Lines from the line with "the white bedspread?" to the line with "99 292 L 202" in the entries below, and only those, must be output exactly, with both ends included.

====== INFORMATION

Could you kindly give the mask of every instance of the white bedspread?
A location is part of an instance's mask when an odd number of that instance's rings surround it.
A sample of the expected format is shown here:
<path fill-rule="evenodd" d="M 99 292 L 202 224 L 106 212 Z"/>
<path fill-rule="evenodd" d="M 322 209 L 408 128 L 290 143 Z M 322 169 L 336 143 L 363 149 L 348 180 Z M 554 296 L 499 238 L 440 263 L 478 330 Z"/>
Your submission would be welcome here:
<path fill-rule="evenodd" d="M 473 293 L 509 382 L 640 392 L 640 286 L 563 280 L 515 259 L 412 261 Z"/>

============
====== INFORMATION

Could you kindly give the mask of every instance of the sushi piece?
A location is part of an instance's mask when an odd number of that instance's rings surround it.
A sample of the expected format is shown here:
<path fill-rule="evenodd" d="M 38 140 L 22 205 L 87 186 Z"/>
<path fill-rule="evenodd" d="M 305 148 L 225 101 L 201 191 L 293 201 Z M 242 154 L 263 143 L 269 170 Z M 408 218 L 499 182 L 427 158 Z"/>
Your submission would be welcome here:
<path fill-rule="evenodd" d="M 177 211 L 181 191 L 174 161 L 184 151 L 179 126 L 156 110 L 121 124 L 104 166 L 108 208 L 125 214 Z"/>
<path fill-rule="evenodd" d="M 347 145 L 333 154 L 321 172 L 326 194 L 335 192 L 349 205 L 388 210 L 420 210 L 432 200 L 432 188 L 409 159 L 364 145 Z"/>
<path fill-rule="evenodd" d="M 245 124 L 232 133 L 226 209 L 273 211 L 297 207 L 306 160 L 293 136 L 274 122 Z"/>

============
====== INFORMATION

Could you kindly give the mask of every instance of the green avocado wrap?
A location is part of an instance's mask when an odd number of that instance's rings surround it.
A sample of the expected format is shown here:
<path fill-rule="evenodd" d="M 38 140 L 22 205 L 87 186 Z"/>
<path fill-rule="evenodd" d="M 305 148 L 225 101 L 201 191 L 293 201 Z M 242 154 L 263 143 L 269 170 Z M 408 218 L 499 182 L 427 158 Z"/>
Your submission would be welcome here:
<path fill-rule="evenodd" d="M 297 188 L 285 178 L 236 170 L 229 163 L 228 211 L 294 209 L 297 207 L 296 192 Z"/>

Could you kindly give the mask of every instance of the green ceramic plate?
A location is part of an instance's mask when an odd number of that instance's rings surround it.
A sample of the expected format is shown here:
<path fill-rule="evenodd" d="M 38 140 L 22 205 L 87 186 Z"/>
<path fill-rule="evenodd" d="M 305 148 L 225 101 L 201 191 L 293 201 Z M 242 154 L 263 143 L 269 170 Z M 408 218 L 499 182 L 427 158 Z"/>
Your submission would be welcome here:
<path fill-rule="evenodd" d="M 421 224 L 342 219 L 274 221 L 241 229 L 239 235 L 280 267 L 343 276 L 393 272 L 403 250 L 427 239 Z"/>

============

## RESULT OF THIS EXERCISE
Could you kindly give the mask of every instance of the white bedspread?
A location is part of an instance's mask when an odd number of that instance's rings surround it.
A sample of the expected format is shown here:
<path fill-rule="evenodd" d="M 99 292 L 202 224 L 106 212 Z"/>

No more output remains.